Problem description
Offset every coordinate in the answers by 141, then reproduce the entries starting at the line containing "In this exercise you will indicate the dirt track" and ending at the line containing "[(295, 219), (341, 236)]", including their requests. Both boundary lines are included.

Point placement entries

○ ○ ○ ○ ○ ○ ○

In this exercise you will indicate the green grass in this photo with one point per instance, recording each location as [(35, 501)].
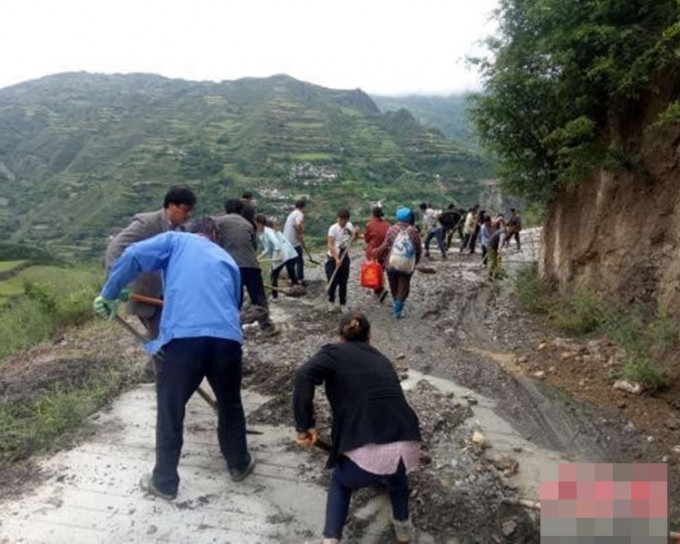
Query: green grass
[(6, 266), (311, 157), (645, 337), (30, 426), (40, 300)]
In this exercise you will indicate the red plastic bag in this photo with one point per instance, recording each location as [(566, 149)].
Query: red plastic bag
[(371, 275)]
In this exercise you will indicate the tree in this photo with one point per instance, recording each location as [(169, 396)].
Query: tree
[(559, 73)]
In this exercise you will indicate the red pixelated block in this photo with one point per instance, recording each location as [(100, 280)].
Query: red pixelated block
[(604, 491), (549, 491), (639, 491), (567, 491)]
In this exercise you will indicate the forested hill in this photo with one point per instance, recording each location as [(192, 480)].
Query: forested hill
[(446, 113), (80, 153)]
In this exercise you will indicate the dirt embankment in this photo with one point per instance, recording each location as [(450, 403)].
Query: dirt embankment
[(467, 356), (618, 233)]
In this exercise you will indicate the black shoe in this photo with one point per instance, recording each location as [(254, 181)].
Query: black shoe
[(237, 476), (147, 485)]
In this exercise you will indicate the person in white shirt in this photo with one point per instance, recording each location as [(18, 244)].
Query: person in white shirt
[(470, 230), (337, 262), (276, 247), (294, 232)]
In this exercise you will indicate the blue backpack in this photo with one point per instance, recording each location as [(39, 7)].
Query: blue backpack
[(403, 253)]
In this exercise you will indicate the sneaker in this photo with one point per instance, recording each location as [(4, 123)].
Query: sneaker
[(237, 476), (147, 485), (270, 330), (402, 530)]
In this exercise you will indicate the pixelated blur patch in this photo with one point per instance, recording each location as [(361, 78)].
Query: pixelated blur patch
[(622, 503)]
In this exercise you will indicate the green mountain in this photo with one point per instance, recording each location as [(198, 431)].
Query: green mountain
[(80, 153), (446, 113)]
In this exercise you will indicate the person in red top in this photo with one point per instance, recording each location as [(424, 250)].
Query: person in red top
[(375, 232)]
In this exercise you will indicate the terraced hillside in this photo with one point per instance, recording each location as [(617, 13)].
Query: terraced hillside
[(80, 153)]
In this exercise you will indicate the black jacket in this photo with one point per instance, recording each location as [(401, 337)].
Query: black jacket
[(366, 399)]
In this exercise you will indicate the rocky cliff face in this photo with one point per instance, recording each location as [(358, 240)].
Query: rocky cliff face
[(619, 233)]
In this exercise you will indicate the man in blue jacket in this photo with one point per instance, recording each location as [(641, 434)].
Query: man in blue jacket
[(200, 336)]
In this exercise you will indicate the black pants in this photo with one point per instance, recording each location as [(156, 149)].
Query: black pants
[(299, 264), (251, 280), (438, 234), (274, 278), (186, 362), (348, 477), (339, 281)]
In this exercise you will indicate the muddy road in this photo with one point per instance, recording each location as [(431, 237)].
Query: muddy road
[(456, 353), (489, 429)]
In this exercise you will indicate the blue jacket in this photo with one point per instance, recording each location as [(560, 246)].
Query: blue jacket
[(201, 285)]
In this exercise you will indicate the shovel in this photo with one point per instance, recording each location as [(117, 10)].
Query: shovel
[(202, 392), (323, 295), (290, 292), (309, 255)]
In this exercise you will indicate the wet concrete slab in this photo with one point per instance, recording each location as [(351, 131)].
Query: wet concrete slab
[(92, 493)]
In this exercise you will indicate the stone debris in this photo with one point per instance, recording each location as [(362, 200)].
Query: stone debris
[(629, 387), (478, 439)]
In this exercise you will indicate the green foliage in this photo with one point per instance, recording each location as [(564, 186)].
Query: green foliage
[(29, 426), (670, 116), (644, 338), (89, 151), (53, 298), (445, 113), (559, 71), (12, 252)]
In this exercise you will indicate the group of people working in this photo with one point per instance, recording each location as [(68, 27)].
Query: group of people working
[(199, 269)]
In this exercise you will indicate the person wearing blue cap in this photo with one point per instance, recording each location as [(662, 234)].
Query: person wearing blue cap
[(399, 254)]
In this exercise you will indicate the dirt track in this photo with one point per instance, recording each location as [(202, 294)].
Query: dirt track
[(456, 351)]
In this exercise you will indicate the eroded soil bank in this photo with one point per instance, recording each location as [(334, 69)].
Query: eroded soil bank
[(467, 357)]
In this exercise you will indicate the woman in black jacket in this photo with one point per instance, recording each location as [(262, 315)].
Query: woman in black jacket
[(375, 433)]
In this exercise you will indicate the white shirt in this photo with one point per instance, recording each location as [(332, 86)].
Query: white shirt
[(295, 219), (341, 236)]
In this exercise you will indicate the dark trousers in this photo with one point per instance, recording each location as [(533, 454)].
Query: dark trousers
[(186, 362), (400, 284), (439, 235), (348, 477), (339, 281), (299, 264), (251, 280), (274, 278)]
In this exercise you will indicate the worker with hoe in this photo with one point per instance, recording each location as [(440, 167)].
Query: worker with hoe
[(178, 204), (375, 433), (200, 336), (237, 237), (294, 231), (340, 236)]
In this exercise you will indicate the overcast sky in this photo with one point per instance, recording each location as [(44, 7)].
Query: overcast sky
[(381, 46)]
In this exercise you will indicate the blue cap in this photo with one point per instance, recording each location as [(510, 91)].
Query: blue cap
[(403, 215)]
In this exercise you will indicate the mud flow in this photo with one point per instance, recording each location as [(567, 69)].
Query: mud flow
[(488, 427)]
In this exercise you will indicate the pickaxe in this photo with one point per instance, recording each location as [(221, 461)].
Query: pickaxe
[(202, 392)]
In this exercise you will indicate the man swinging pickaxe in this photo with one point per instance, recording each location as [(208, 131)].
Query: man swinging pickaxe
[(200, 336)]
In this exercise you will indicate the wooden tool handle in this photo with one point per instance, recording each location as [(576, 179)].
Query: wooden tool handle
[(146, 300)]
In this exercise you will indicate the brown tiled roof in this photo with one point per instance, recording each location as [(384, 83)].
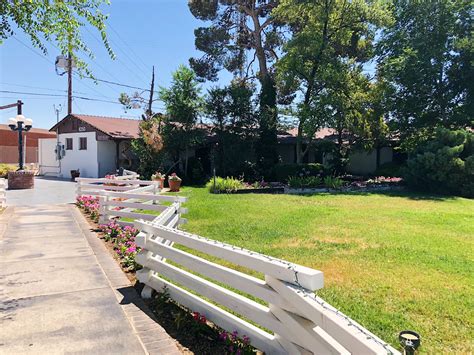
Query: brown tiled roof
[(115, 127), (4, 127), (321, 134)]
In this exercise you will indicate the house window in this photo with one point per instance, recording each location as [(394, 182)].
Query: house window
[(83, 143), (68, 143)]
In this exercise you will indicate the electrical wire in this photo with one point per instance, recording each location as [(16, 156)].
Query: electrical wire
[(129, 47)]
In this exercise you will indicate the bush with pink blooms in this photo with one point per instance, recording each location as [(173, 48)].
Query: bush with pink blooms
[(123, 240), (90, 205)]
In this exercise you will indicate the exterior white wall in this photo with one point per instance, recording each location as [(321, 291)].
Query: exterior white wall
[(106, 151), (84, 160), (48, 165)]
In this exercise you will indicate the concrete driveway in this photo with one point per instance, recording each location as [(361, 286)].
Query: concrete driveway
[(61, 291), (47, 191)]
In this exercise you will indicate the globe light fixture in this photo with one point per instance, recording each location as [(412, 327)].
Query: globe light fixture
[(20, 124)]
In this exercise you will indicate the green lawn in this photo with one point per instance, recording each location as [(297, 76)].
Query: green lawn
[(391, 261)]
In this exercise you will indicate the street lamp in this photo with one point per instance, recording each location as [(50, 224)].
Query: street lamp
[(20, 124)]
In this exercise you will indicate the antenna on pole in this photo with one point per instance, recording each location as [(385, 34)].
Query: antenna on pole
[(69, 84), (65, 65)]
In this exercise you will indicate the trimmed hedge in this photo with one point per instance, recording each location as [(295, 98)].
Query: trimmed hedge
[(281, 172)]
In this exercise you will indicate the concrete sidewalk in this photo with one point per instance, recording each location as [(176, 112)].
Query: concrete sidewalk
[(47, 191), (55, 297)]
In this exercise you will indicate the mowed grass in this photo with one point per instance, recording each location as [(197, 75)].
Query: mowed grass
[(390, 261)]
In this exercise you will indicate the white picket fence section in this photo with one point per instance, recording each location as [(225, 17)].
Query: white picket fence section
[(130, 204), (3, 193), (289, 319), (94, 187)]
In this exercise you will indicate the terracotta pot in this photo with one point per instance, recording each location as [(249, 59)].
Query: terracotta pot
[(174, 185), (75, 174), (162, 182)]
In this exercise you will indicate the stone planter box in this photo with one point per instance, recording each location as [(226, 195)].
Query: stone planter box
[(21, 180)]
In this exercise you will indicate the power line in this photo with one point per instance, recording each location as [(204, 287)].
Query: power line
[(118, 84), (30, 93), (129, 47), (118, 59), (39, 87), (59, 95), (32, 50)]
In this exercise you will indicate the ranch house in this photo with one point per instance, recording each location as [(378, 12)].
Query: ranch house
[(94, 145)]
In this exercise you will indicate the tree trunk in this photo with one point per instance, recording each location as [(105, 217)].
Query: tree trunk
[(266, 148), (186, 161)]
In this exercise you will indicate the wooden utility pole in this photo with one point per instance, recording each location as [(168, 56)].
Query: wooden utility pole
[(18, 105), (69, 84)]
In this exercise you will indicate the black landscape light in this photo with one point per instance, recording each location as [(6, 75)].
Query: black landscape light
[(410, 341)]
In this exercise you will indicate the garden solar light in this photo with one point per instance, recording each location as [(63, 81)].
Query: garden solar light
[(410, 341)]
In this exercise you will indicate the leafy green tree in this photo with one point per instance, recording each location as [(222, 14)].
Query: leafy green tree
[(426, 56), (240, 33), (443, 162), (183, 103), (148, 148), (330, 41), (231, 112), (58, 22)]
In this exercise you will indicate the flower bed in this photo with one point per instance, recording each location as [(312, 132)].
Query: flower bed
[(195, 331), (122, 240)]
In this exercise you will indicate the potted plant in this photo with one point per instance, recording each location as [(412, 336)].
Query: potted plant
[(110, 177), (174, 181), (159, 177), (75, 174)]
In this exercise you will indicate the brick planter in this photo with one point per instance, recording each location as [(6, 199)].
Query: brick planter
[(21, 180)]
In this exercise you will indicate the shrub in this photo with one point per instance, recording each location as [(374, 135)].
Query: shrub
[(123, 239), (90, 205), (301, 182), (281, 172), (5, 169), (389, 169), (224, 185), (196, 173), (443, 163), (332, 182)]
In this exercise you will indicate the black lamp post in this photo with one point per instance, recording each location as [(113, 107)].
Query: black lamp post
[(20, 124)]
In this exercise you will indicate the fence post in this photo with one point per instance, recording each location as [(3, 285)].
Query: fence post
[(3, 195), (156, 191), (103, 208), (142, 257), (78, 188)]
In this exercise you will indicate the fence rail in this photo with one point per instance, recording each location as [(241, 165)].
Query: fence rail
[(279, 313), (94, 187), (3, 193)]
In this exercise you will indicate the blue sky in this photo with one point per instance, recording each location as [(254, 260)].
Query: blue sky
[(142, 33)]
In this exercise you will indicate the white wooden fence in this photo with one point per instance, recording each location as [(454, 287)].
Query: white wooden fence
[(3, 193), (124, 200), (288, 319), (94, 187), (280, 313)]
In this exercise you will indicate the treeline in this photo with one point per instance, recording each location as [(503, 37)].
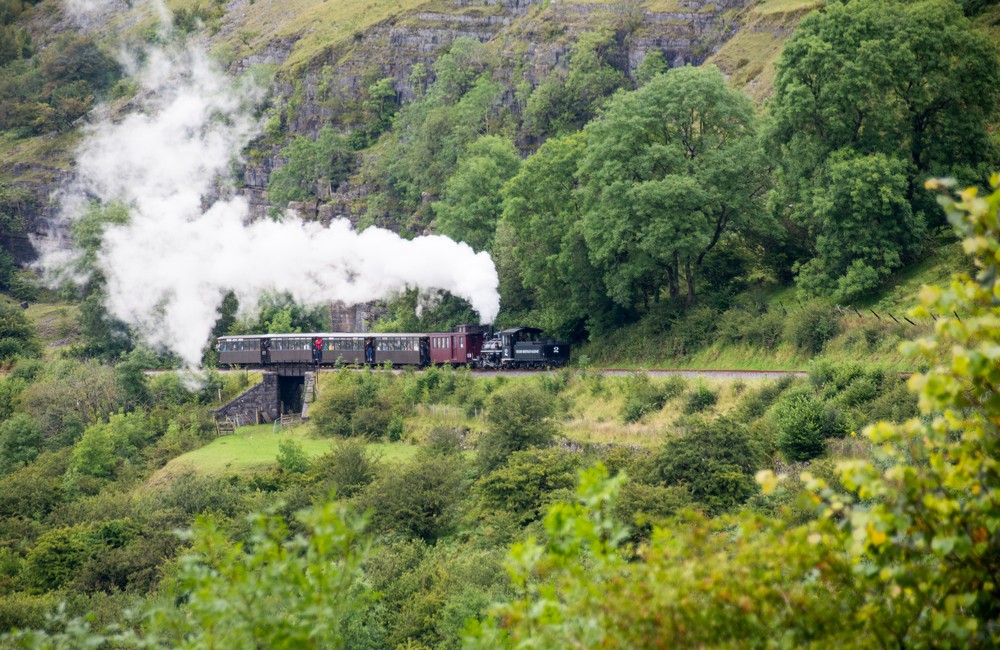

○ ○ ○ ○ ○ ○ ○

Answer
In this exercise you will indicate the dirt track in this photo with one point per instance, recording each location as [(202, 294)].
Query: dirt track
[(597, 492)]
In this exercise you will indicate the eroded soil bank in this photo with one point per instance, recording each location as [(334, 69)].
Query: eroded soil bank
[(608, 498)]
In this exercise you will indicate the woman in black jacket in this photo with one point per instance, recording each location as [(262, 315)].
Query: woman in black jacket
[(516, 574)]
In this exercise you will indicate the white shirt in this photo with one point per instance, recording each location as [(332, 86)].
Query: white shirt
[(436, 360), (482, 377)]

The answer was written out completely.